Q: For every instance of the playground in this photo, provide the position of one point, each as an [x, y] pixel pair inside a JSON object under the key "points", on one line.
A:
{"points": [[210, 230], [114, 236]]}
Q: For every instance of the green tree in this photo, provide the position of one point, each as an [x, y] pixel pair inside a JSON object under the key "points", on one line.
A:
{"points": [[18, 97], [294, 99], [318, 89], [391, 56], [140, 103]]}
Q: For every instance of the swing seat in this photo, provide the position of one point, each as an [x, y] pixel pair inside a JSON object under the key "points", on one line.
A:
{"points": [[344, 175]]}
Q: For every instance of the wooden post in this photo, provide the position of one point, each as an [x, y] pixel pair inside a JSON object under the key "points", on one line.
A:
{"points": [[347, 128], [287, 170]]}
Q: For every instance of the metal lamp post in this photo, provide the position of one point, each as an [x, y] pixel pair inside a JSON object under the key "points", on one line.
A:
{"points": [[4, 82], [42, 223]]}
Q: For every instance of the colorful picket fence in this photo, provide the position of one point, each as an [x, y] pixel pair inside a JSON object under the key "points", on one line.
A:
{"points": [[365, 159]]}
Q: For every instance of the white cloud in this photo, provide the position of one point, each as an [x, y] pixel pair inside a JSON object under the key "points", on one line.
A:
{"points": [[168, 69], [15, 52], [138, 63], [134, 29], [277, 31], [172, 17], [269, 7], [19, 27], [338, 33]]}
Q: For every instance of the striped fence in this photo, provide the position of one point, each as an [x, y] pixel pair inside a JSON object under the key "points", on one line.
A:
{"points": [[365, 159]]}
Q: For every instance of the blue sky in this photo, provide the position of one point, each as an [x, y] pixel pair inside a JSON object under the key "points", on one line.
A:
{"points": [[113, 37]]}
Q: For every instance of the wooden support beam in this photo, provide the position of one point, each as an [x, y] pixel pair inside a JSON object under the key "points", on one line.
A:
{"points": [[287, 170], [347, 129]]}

▸ Short task
From the listing above, reproduce all the lines exactly.

▸ The completed task
Q: For every instance of the playground in this photo, provide the position of one point, each as an [x, y] pixel pair inside a JSON object under the key "points", on one line.
A:
{"points": [[210, 230], [114, 236]]}
Q: For every instance of the green tree in this photo, provide the position of one point, each as an [x, y] pixel pair inside a JSON object under the key "points", on one line.
A:
{"points": [[18, 97], [294, 99], [318, 89], [391, 56], [140, 103]]}
Q: For every instance of the swing seat in this photo, provide the position of one point, each as an [x, y] pixel pair inside a JSON object under the key "points", on one line.
A:
{"points": [[344, 175]]}
Q: For every instance of the wooden post in this photo, provide the position of one point, each as an [x, y] pixel pair inside a JSON object under the key "points", on one line.
A:
{"points": [[347, 128], [287, 170]]}
Q: For every instance of the metal lamp post in this photo, provide the position of one point, each as an [x, y] pixel pair inside a JSON object under the key "points", on one line.
A:
{"points": [[4, 82], [42, 223]]}
Q: For every instance of the colorful picket fence in this photo, provide the position of one point, each as an [x, y] pixel pair inside a JSON object under the key "points", on one line.
A:
{"points": [[365, 159]]}
Q: For every instance of the white cloud in this photo, provide the position of one point, each as an [x, y] pixel pair inside a JSON object under the key "points", on one line.
A:
{"points": [[168, 69], [15, 52], [138, 63], [134, 29], [277, 31], [172, 17], [269, 7], [19, 27], [338, 33]]}
Q: For every instance of the striped fence in this photo, provide the position of one point, each as an [x, y] pixel pair inside a JSON object under the key "points", on one line.
A:
{"points": [[365, 159]]}
Q: For every instance of the blue sky in this photo, provide the position of one point, each as an [x, y] pixel pair inside a JSON object under the key "points", on one line.
A:
{"points": [[113, 37]]}
Q: For every instance of the wooden support beam in this photo, provide the position of one point, each as an [x, y] pixel pair inside a JSON object under the key "points", on one line.
A:
{"points": [[287, 170], [347, 129]]}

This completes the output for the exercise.